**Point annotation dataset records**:
___
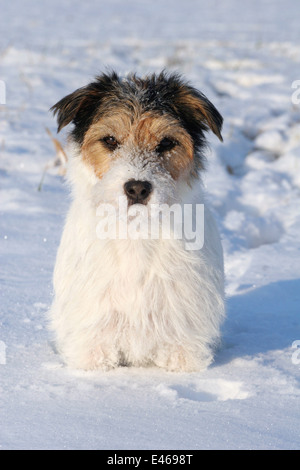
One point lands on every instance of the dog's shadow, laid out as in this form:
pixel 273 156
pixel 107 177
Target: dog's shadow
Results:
pixel 260 320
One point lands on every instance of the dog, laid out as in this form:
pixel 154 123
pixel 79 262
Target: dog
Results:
pixel 137 301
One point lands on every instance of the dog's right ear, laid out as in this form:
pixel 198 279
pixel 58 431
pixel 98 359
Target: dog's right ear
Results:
pixel 68 107
pixel 81 106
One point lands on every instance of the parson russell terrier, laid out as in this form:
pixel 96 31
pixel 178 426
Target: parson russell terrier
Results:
pixel 125 298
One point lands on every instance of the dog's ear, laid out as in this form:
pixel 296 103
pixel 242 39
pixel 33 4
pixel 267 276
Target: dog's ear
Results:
pixel 198 113
pixel 72 106
pixel 81 106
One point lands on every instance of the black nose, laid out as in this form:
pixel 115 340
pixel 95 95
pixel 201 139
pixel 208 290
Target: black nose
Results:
pixel 137 191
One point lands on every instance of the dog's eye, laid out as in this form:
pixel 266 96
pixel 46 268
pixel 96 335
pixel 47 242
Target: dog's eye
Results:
pixel 165 145
pixel 110 142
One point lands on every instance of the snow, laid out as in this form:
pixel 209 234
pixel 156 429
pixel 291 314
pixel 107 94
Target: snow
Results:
pixel 244 57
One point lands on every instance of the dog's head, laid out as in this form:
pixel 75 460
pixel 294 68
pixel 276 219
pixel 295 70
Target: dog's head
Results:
pixel 140 136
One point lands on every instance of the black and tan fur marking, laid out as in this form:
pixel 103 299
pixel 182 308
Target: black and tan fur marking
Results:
pixel 160 114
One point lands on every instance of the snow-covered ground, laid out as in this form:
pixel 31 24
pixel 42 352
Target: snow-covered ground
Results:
pixel 244 56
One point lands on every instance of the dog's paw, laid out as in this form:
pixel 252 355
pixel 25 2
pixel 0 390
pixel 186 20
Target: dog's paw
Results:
pixel 178 359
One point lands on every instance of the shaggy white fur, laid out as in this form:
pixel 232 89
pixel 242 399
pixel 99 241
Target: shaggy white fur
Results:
pixel 134 301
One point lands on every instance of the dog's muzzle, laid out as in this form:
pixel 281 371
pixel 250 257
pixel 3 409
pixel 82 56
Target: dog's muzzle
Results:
pixel 137 192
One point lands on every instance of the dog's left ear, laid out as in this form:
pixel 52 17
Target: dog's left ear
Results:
pixel 198 112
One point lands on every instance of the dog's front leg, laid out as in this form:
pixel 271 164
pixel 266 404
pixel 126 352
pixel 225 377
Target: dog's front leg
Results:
pixel 180 358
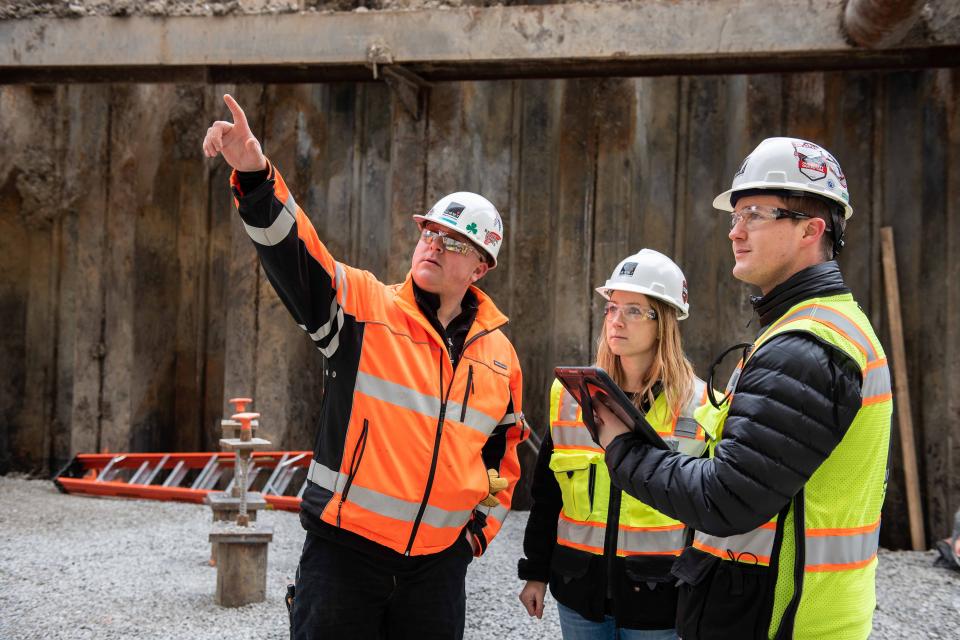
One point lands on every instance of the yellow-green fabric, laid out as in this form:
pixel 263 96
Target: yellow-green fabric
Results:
pixel 580 470
pixel 841 500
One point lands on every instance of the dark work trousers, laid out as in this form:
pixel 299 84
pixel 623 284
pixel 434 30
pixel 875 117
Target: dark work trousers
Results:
pixel 343 593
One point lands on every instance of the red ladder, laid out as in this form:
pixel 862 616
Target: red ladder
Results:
pixel 185 477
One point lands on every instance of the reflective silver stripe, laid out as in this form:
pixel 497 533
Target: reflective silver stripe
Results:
pixel 572 437
pixel 759 542
pixel 385 505
pixel 474 419
pixel 323 476
pixel 568 407
pixel 652 541
pixel 336 314
pixel 629 541
pixel 856 548
pixel 277 231
pixel 876 382
pixel 850 330
pixel 408 398
pixel 819 550
pixel 341 280
pixel 580 533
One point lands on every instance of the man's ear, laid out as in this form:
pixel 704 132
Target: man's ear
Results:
pixel 814 229
pixel 480 271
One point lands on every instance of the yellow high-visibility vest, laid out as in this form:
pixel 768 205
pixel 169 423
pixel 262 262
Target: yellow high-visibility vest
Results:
pixel 579 466
pixel 841 501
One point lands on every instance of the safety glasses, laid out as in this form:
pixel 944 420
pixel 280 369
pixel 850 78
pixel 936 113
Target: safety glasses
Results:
pixel 628 312
pixel 447 243
pixel 757 214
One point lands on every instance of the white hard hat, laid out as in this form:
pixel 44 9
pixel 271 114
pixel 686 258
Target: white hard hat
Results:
pixel 790 164
pixel 471 215
pixel 654 275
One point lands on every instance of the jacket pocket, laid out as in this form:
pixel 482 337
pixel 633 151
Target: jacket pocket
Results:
pixel 355 459
pixel 646 593
pixel 576 475
pixel 721 598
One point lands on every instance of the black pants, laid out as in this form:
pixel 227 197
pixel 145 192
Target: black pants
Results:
pixel 343 593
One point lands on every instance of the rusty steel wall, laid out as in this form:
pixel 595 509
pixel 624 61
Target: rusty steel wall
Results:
pixel 133 304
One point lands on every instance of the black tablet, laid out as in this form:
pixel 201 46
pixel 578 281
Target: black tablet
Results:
pixel 585 383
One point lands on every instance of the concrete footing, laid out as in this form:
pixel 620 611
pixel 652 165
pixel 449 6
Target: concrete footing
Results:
pixel 241 562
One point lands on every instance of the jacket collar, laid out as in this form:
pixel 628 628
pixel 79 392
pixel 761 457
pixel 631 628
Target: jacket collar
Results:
pixel 813 282
pixel 489 317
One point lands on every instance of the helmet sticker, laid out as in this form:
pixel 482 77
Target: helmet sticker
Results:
pixel 453 211
pixel 814 167
pixel 492 237
pixel 743 167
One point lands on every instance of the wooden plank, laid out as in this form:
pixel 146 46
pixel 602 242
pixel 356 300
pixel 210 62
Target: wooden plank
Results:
pixel 902 390
pixel 951 274
pixel 902 191
pixel 933 105
pixel 566 39
pixel 849 125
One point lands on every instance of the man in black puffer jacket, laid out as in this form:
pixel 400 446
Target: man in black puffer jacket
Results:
pixel 787 505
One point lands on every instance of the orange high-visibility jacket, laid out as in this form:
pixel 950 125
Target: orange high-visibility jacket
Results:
pixel 405 439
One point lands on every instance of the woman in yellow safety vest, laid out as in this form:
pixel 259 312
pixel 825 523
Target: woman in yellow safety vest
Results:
pixel 605 554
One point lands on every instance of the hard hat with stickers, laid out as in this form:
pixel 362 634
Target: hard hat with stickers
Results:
pixel 654 275
pixel 791 165
pixel 471 215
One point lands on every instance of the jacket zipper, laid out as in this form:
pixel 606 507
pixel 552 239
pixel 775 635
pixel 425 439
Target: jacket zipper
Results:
pixel 610 538
pixel 591 483
pixel 436 441
pixel 466 394
pixel 354 466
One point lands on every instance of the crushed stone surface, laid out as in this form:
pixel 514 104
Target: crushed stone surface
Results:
pixel 78 567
___
**Aim**: Find the line that contains "One point lands on every instance of the woman" in the listing above. Retype it and every line after it up to the last, exactly, and nothing else.

**Output of the exercise**:
One point lands on every instance of the woman in yellow safety vest, laid out as in this form:
pixel 259 312
pixel 825 523
Target: woman in yellow safety vest
Results:
pixel 605 554
One point lands on every instance of the hard hat with stickers, laid out as in this form:
pixel 362 634
Target: hard hat with stickers
Results:
pixel 654 275
pixel 791 165
pixel 471 215
One point lands on every instance of the jacket zipper, laid out as in this form:
pixel 606 507
pixel 552 239
pixel 775 635
pixel 425 439
Target: jacket zipper
Results:
pixel 610 538
pixel 591 483
pixel 436 441
pixel 466 394
pixel 354 466
One point lands on every instance of the crushed stone surface, laid out as in this form:
pixel 514 104
Target: crushed stone surface
Results:
pixel 78 567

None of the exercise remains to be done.